» Exercise instructions:
Output the data that follows exactly, line for line.

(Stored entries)
------------------------------

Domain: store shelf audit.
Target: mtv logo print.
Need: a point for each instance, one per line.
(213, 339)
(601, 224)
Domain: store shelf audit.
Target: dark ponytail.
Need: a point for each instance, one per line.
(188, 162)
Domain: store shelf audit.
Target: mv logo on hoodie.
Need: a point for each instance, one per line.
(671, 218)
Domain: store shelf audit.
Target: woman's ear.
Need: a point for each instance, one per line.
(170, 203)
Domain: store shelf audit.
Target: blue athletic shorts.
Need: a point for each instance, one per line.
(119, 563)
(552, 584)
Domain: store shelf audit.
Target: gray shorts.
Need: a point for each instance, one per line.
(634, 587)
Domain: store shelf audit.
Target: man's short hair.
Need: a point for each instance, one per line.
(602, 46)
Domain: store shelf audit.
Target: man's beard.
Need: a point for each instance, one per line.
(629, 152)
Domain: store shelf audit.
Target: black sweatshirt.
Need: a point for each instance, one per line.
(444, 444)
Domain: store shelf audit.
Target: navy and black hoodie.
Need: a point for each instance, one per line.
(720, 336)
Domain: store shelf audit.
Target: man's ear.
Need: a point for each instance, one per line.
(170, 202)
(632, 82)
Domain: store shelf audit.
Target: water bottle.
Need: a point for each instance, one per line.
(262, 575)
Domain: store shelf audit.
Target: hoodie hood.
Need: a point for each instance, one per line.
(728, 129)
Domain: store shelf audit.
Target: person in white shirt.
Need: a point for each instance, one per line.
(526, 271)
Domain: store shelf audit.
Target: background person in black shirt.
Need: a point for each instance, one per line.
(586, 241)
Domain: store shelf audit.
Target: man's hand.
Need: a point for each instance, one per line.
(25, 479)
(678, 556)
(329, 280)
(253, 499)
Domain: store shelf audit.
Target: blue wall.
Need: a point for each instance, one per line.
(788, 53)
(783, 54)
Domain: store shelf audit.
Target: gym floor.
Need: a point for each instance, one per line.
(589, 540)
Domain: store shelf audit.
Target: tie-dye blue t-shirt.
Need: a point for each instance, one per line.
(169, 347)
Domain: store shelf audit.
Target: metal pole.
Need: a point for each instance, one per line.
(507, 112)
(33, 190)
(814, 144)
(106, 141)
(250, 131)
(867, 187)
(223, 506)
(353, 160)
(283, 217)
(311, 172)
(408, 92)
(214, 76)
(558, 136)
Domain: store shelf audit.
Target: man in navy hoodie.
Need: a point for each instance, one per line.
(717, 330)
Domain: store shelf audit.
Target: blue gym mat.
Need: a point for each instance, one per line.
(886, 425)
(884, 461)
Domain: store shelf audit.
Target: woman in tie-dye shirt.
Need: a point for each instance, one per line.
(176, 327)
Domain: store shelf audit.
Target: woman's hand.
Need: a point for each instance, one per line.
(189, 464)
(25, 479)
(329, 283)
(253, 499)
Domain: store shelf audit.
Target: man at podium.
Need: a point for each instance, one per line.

------------------------------

» Full response:
Domain: store shelf audit.
Target: mtv logo print.
Need: a point for each instance, one per line.
(213, 339)
(601, 224)
Domain: store shelf audit.
Target: dark ponytail.
Need: a point for each instance, one per line.
(188, 162)
Domain: store shelf audit.
Target: mv logo on hoodie.
Need: a point for each instance, one per line.
(671, 218)
Domain: store shelf audit.
Target: woman's ear.
Need: a point for each instance, one per line.
(170, 203)
Domain: store shelf audit.
Target: blue athletic shorts.
Need: a point for each instance, one per line.
(119, 563)
(552, 584)
Domain: store shelf audit.
Target: gray shorts.
Need: a point for each instance, one per line.
(634, 587)
Domain: store shelf audit.
Target: man's short hair.
Need: a point for each instance, one per line.
(602, 46)
Domain: store shelf audit.
Target: man's beard.
Need: a point for each instance, one per line.
(629, 152)
Domain: store shelf audit.
Target: black sweatshirt.
Need: a point for each instance, one per line.
(444, 444)
Domain: store shelf audit.
Target: navy and black hoodie.
Need: a point for each instance, one per line.
(720, 336)
Domain: store shelf audit.
Target: man's ear.
Need: a point for each instance, one per line.
(170, 202)
(632, 82)
Domain: store shelf audit.
Target: water bottle.
Need: a point for each instance, one per line.
(262, 575)
Domain: store shelf audit.
Target: hoodie hood.
Need: a point for each instance, one per line.
(728, 129)
Domain: store shelf audit.
Target: person in white shirt.
Need: a point for each instance, one per line.
(526, 271)
Domain: store shelf audit.
Target: background person in black shirt.
Need: a point for each instance, one per line.
(586, 241)
Domain: store shelf audit.
Target: man's hand.
Need: a point for each instance, one per line.
(25, 479)
(678, 556)
(329, 280)
(253, 499)
Domain: store shelf audit.
Target: blue wall.
Need: a point for each instance, one per line.
(788, 53)
(783, 54)
Domain: store shelf audit.
Target: gym floor.
Need: a point for each instance, one per line.
(589, 540)
Domain: store shelf audit.
Target: tie-dye blue t-shirt.
Need: a point for each instance, one per line.
(169, 347)
Domain: store shelf audit.
Target: metal pole.
Need: a point for each instance, one per line.
(507, 112)
(33, 190)
(814, 144)
(106, 141)
(250, 131)
(867, 187)
(223, 506)
(353, 160)
(283, 217)
(311, 172)
(408, 92)
(214, 76)
(558, 136)
Domain: store shelf audit.
Target: man in navy hoodie.
Need: a point for each instance, one per line.
(717, 330)
Domain: store shelf audit.
Target: blue gym mat.
Need: a point for each instance, one per line.
(886, 425)
(884, 461)
Domain: store shelf audit.
Target: woman in tie-dye shirt.
Need: a point for each instance, one per line.
(176, 327)
Domain: store shelf audit.
Target: woman's hand.
Need: a point for each instance, one per line.
(189, 464)
(25, 479)
(329, 283)
(253, 499)
Domain: store shelf audit.
Target: man at podium.
Need: a point for each instance, one per line.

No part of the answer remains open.